------ Record extracts

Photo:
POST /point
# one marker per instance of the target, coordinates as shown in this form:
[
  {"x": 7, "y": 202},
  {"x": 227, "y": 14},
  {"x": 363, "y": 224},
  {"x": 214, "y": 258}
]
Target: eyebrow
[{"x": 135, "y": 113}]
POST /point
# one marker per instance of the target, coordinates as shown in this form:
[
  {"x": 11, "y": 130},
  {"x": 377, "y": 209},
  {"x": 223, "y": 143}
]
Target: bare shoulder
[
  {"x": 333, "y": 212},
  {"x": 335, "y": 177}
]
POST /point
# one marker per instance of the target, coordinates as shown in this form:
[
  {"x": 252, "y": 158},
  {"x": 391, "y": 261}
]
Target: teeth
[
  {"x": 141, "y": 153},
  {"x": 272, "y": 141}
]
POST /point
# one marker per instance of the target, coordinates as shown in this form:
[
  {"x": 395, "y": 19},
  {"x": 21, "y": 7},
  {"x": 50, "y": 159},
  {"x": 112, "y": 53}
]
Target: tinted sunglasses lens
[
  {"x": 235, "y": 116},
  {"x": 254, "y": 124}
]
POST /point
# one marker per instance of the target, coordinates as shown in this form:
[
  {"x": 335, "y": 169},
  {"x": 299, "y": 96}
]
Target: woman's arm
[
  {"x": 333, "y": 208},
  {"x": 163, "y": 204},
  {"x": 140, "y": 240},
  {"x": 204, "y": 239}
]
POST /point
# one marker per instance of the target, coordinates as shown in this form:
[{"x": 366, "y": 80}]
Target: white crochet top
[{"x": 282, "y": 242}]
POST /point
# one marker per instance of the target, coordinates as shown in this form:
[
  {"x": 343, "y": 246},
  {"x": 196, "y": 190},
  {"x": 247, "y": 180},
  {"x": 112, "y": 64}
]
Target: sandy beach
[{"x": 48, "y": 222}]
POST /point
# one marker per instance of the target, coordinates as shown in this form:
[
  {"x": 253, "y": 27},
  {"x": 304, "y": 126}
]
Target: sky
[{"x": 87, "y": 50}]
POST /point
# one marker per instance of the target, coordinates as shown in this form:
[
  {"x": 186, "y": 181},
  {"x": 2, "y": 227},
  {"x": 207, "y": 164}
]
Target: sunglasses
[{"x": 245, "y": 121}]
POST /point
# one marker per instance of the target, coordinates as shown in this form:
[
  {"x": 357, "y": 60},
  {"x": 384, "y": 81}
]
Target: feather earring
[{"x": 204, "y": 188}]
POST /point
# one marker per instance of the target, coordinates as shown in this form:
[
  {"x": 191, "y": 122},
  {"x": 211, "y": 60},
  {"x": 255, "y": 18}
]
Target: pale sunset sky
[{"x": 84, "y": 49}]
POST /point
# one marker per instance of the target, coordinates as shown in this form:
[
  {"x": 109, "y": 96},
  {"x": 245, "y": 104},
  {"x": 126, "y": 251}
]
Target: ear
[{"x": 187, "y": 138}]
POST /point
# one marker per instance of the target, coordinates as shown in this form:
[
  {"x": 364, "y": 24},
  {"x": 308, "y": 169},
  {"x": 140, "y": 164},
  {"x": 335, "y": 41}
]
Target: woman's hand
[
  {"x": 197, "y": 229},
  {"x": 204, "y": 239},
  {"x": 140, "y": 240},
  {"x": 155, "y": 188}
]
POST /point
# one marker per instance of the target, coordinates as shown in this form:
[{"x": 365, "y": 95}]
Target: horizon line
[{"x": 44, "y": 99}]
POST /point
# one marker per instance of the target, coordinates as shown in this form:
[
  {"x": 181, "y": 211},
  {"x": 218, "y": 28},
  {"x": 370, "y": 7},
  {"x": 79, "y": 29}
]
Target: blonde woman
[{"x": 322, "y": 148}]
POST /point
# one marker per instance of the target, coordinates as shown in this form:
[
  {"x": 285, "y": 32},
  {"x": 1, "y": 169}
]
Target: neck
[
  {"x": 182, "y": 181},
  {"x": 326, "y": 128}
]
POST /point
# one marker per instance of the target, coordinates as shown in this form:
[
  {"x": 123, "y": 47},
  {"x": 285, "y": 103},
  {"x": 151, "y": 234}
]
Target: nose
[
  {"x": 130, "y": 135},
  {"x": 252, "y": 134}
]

------------

▶ Task details
Your task is to print the whole listing again exactly.

▶ Full response
Photo:
POST /point
# one marker per instance of the target, coordinates as shown in this form:
[
  {"x": 7, "y": 202},
  {"x": 227, "y": 14},
  {"x": 363, "y": 224},
  {"x": 214, "y": 258}
]
Target: eyebrow
[{"x": 135, "y": 113}]
POST /point
# one marker per instance of the target, coordinates as shown in this form:
[
  {"x": 11, "y": 130},
  {"x": 377, "y": 209},
  {"x": 223, "y": 143}
]
Target: bare shoulder
[
  {"x": 333, "y": 212},
  {"x": 335, "y": 177}
]
POST /point
# one marker per instance of the target, coordinates as shown in this form:
[
  {"x": 252, "y": 158},
  {"x": 391, "y": 261}
]
Target: teeth
[
  {"x": 141, "y": 153},
  {"x": 272, "y": 141}
]
POST /point
# one marker per instance of the target, coordinates as shown in this form:
[
  {"x": 395, "y": 19},
  {"x": 21, "y": 7},
  {"x": 50, "y": 159},
  {"x": 112, "y": 53}
]
Target: tinted sunglasses lens
[
  {"x": 235, "y": 116},
  {"x": 254, "y": 124}
]
POST /point
# one marker per instance of the target, coordinates as shown in this form:
[
  {"x": 335, "y": 169},
  {"x": 299, "y": 96}
]
Target: woman's arm
[
  {"x": 333, "y": 208},
  {"x": 163, "y": 204},
  {"x": 140, "y": 240},
  {"x": 204, "y": 239}
]
POST /point
# one marker per instance of the target, coordinates as shown in this form:
[{"x": 366, "y": 80}]
Target: white crochet top
[{"x": 282, "y": 242}]
POST /point
# one marker per instance of the target, coordinates as shown in this form:
[
  {"x": 343, "y": 246},
  {"x": 196, "y": 190},
  {"x": 247, "y": 180},
  {"x": 112, "y": 64}
]
Target: sandy beach
[{"x": 48, "y": 222}]
POST /point
# one marker per instance of the target, coordinates as shown in this form:
[
  {"x": 253, "y": 27},
  {"x": 304, "y": 126}
]
Target: sky
[{"x": 87, "y": 50}]
POST /point
# one marker per instance of the target, coordinates as shown in this form:
[
  {"x": 186, "y": 181},
  {"x": 2, "y": 227},
  {"x": 207, "y": 164}
]
Target: sunglasses
[{"x": 245, "y": 121}]
POST /point
# one marker per instance of the target, coordinates as shown in this form:
[
  {"x": 357, "y": 60},
  {"x": 384, "y": 81}
]
Target: feather earring
[{"x": 204, "y": 188}]
POST /point
# one marker per instance of the target, coordinates as shown in this form:
[
  {"x": 191, "y": 122},
  {"x": 211, "y": 60},
  {"x": 255, "y": 18}
]
Target: pale sunset sky
[{"x": 84, "y": 49}]
POST /point
# one marker per instance of the target, coordinates as shown in this form:
[
  {"x": 109, "y": 96},
  {"x": 245, "y": 104},
  {"x": 126, "y": 251}
]
Target: ear
[{"x": 187, "y": 138}]
POST /point
# one marker per instance of the target, coordinates as shown in this form:
[
  {"x": 364, "y": 24},
  {"x": 308, "y": 169},
  {"x": 140, "y": 164},
  {"x": 335, "y": 41}
]
Target: woman's hand
[
  {"x": 197, "y": 229},
  {"x": 204, "y": 239},
  {"x": 140, "y": 240},
  {"x": 155, "y": 188}
]
POST /point
# one marker per instance of the target, coordinates as shown in this form:
[{"x": 365, "y": 95}]
Target: horizon line
[{"x": 44, "y": 99}]
POST /point
# one marker per instance of the target, coordinates as shown in this form:
[
  {"x": 181, "y": 211},
  {"x": 218, "y": 28},
  {"x": 370, "y": 7},
  {"x": 79, "y": 29}
]
Target: blonde woman
[{"x": 322, "y": 148}]
POST /point
# one marker per instance of the target, coordinates as shown in this form:
[
  {"x": 285, "y": 32},
  {"x": 1, "y": 169}
]
Target: neck
[
  {"x": 182, "y": 181},
  {"x": 326, "y": 128}
]
POST /point
# one marker per instance of the target, coordinates as shown in this form:
[
  {"x": 123, "y": 47},
  {"x": 285, "y": 103},
  {"x": 151, "y": 234}
]
Target: nose
[
  {"x": 130, "y": 135},
  {"x": 252, "y": 134}
]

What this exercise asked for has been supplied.